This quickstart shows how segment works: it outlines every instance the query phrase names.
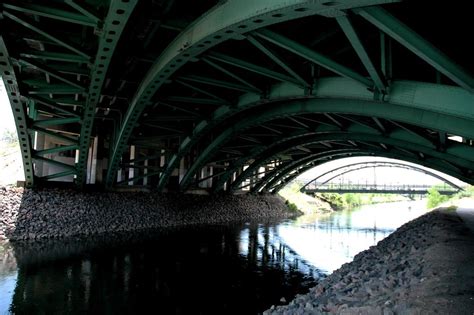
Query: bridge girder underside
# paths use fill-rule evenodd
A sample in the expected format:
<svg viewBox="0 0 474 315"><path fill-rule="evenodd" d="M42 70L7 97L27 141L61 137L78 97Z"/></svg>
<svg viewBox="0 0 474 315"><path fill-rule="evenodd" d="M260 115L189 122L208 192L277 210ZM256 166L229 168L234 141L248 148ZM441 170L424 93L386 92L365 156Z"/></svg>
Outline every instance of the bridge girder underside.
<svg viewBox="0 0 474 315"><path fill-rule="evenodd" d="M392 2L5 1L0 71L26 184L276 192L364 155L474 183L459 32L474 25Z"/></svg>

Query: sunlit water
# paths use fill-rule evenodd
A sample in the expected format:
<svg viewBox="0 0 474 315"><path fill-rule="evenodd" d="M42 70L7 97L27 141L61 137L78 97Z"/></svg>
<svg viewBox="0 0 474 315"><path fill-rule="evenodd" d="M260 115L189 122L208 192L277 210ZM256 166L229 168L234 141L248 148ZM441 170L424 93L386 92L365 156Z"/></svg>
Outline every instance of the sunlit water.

####

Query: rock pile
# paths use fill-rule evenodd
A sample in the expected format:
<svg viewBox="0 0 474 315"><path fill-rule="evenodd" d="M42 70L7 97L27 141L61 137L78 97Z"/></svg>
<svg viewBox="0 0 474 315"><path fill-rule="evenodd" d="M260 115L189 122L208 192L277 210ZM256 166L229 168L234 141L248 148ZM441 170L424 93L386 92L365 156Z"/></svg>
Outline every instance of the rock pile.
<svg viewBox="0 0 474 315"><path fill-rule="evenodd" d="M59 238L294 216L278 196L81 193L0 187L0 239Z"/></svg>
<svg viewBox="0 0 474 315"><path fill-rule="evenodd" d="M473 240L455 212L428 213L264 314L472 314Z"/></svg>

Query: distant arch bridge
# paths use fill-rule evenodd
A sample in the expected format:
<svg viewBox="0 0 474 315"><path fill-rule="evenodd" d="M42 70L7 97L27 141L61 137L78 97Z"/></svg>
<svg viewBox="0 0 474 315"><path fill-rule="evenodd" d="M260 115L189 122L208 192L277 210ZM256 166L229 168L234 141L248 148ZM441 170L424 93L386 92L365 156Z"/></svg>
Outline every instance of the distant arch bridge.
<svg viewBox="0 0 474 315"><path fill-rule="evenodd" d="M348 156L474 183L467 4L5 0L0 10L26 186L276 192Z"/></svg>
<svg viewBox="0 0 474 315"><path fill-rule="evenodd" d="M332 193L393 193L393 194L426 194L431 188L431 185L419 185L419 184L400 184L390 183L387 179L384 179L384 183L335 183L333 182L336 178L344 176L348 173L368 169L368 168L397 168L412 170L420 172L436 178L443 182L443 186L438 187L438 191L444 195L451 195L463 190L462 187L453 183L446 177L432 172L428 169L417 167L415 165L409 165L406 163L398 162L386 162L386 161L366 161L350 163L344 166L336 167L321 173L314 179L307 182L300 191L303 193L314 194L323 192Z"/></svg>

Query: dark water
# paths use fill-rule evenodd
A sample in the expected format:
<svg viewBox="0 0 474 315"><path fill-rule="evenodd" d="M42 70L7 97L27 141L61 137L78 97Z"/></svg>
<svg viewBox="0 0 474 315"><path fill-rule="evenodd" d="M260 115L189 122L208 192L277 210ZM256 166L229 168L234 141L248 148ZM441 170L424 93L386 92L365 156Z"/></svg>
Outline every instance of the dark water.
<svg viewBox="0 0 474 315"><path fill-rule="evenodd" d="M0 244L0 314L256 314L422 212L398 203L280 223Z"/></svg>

####

• [Work instructions]: Please copy out again the lines from the line with "This quickstart shows" up to and including the line with "Outline every instance of the bridge", leaving out the picture.

• [Output of the exercise]:
This quickstart shows how segment works: it outlines every instance the query phrase names.
Query: bridge girder underside
# paths use fill-rule evenodd
A sample in the expected format:
<svg viewBox="0 0 474 315"><path fill-rule="evenodd" d="M42 70L7 97L27 141L61 137L78 97Z"/></svg>
<svg viewBox="0 0 474 315"><path fill-rule="evenodd" d="M260 115L189 122L208 192L277 210ZM256 166L229 168L234 141L248 148ZM441 170L424 93L386 92L365 156Z"/></svg>
Outline every instance of the bridge girder underside.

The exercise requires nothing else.